The exercise: Copy out the stretch of the listing from its first line through the line containing "[(242, 71), (199, 65)]", both ends included, character for character.

Rows from an object pointing dataset
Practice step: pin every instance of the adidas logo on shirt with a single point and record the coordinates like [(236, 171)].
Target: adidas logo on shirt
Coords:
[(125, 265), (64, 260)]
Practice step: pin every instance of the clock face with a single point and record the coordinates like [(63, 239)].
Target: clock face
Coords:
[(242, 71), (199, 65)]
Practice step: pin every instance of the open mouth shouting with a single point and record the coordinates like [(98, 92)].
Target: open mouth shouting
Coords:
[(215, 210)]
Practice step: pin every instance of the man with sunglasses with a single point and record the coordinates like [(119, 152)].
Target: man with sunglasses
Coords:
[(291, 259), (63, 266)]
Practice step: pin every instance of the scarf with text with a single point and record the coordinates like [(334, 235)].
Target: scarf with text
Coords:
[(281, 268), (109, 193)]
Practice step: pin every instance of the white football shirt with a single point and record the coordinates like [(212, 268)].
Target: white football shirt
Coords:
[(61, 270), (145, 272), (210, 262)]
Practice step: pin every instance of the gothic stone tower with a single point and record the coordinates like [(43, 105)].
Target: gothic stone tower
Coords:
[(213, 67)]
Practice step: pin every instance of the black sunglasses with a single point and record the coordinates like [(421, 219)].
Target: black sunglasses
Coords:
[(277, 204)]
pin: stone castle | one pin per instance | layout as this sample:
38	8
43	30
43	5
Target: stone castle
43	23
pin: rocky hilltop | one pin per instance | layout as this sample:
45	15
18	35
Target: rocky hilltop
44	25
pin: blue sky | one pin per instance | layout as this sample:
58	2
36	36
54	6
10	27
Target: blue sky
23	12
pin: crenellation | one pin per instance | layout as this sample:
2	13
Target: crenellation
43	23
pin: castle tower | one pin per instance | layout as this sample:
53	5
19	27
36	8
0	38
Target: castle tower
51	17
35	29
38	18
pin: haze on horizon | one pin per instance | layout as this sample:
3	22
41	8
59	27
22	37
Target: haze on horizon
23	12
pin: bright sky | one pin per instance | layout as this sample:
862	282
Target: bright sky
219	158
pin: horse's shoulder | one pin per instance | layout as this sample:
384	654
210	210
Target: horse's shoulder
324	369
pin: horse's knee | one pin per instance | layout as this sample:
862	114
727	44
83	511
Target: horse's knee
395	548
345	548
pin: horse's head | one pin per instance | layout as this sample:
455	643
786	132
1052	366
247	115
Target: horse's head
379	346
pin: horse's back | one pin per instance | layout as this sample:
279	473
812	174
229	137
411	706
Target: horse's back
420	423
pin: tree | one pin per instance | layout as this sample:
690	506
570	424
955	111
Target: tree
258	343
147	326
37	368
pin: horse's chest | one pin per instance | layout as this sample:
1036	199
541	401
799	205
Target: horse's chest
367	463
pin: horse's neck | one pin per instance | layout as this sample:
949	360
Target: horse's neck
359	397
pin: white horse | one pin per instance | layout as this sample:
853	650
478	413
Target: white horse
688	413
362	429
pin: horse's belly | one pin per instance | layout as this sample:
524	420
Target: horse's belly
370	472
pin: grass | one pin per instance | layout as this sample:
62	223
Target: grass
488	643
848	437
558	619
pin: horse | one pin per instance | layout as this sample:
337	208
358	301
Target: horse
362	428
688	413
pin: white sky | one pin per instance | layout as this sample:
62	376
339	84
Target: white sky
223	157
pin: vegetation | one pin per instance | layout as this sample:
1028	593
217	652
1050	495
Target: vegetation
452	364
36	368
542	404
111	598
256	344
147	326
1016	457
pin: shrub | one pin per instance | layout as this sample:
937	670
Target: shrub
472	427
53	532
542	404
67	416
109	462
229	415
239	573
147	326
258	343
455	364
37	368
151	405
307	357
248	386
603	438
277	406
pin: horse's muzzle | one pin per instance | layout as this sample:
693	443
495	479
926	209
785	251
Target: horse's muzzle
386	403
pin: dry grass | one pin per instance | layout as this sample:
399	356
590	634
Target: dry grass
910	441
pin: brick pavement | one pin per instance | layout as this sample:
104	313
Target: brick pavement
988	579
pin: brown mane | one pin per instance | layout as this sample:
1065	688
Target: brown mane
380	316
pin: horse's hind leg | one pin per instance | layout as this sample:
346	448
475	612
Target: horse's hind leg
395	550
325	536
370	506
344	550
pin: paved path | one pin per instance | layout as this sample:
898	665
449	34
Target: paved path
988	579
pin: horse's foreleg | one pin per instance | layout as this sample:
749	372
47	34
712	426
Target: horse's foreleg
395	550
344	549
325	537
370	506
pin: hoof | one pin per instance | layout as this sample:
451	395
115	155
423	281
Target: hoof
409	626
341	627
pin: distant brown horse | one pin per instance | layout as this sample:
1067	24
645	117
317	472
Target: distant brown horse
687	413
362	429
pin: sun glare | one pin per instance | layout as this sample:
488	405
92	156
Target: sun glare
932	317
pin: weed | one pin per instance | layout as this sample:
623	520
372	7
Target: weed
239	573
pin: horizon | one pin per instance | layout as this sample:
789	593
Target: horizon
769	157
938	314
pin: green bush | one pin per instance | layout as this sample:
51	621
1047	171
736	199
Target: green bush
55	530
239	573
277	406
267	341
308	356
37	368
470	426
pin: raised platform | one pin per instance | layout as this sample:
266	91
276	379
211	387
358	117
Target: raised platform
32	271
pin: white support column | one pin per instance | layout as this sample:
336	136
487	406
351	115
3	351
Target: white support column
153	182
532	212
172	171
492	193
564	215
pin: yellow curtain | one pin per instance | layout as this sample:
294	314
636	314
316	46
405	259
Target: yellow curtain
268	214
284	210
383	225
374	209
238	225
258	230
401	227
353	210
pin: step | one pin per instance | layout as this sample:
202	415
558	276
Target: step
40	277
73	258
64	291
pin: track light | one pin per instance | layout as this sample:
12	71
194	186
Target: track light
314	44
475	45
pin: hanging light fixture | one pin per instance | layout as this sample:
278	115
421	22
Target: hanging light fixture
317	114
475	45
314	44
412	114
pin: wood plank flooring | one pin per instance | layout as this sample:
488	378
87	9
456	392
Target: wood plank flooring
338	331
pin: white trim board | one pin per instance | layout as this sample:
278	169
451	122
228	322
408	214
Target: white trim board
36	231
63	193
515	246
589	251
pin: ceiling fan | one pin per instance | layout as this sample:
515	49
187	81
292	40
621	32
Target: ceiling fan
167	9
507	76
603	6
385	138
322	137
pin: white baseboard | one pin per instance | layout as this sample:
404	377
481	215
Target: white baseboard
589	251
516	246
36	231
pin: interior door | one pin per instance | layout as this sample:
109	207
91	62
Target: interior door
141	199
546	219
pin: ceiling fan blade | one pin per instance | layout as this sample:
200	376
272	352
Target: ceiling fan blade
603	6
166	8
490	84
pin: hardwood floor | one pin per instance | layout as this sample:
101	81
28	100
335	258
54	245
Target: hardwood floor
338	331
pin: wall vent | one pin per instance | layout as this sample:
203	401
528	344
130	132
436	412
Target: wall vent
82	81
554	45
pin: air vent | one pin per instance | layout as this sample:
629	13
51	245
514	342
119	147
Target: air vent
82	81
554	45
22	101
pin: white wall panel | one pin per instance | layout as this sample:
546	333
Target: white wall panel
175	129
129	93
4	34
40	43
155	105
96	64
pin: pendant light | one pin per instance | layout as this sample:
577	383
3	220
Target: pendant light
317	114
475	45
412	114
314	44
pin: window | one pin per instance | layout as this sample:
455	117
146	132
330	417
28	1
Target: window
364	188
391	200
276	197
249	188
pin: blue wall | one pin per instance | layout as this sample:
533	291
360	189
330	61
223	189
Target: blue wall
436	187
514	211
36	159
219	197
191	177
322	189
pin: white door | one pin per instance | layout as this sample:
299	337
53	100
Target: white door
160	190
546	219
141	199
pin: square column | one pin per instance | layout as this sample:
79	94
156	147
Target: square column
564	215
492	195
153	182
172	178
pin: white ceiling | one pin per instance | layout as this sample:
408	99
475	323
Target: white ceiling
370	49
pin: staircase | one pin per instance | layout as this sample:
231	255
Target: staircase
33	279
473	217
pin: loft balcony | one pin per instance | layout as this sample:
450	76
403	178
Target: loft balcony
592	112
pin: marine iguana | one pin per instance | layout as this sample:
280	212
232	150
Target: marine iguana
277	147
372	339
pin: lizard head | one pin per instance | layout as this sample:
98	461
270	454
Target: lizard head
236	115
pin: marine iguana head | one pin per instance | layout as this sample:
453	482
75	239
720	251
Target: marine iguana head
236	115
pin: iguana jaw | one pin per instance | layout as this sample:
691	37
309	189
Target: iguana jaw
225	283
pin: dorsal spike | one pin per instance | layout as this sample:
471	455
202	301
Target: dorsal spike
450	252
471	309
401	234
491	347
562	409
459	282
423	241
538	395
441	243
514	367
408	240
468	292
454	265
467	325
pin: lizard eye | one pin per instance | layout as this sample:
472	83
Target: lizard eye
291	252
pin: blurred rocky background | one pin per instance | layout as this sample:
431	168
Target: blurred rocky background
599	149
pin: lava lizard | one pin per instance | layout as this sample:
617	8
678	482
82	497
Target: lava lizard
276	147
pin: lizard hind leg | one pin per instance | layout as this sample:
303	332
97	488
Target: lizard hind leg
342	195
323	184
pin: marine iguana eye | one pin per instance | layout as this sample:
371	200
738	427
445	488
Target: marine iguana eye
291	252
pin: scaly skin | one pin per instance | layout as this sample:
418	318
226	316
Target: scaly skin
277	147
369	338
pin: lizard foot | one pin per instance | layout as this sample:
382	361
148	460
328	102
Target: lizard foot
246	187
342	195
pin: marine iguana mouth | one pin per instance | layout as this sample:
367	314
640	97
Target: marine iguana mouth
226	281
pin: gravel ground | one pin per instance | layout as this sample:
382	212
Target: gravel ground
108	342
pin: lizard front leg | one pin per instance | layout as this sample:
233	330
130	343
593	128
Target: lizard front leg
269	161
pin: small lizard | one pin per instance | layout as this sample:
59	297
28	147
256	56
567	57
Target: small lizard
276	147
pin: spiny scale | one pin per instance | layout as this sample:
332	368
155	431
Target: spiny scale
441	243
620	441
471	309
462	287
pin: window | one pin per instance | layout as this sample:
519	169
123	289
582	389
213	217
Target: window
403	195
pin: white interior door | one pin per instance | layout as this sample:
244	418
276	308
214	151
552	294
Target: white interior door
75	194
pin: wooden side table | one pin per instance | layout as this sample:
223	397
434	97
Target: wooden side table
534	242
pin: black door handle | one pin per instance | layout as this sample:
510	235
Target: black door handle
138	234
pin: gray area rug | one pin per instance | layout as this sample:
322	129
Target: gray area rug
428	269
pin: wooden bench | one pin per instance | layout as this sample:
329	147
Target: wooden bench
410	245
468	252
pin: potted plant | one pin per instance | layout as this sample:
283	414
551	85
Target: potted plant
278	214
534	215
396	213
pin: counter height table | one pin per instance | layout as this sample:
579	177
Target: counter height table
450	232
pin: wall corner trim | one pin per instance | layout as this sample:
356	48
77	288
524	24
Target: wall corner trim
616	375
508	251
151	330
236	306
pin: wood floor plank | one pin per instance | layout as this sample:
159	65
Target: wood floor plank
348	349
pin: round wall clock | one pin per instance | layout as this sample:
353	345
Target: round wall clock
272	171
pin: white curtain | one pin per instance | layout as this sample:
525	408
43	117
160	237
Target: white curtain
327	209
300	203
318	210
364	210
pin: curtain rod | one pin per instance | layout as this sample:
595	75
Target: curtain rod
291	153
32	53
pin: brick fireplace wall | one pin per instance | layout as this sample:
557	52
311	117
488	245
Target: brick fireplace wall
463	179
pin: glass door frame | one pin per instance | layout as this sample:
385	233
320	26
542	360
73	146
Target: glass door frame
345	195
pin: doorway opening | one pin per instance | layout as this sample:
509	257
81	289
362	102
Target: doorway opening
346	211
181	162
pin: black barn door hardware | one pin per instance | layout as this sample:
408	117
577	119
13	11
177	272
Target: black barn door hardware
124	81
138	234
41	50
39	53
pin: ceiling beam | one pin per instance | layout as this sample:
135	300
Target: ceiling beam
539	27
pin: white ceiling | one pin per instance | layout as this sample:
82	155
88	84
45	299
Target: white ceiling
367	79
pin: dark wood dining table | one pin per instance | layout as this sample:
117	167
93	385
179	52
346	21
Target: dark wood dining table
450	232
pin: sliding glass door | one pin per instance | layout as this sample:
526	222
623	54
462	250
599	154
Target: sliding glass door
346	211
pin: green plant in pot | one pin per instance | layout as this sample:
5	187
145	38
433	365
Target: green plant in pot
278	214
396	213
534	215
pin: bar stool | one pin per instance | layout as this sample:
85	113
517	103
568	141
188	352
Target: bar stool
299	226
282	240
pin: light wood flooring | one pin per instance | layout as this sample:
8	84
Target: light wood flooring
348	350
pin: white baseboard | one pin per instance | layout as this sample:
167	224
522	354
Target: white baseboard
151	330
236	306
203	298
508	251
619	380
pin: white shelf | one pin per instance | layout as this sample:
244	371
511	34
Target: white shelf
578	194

Full answer:
Practice step: pin every instance of the adidas logo on shirt with a single point and record the coordinates like [(236, 171)].
Target: adidas logo on shirt
Coords:
[(125, 265), (64, 260)]
Practice step: pin every instance of the clock face with a single point and record the coordinates like [(63, 239)].
Target: clock face
Coords:
[(242, 71), (199, 65)]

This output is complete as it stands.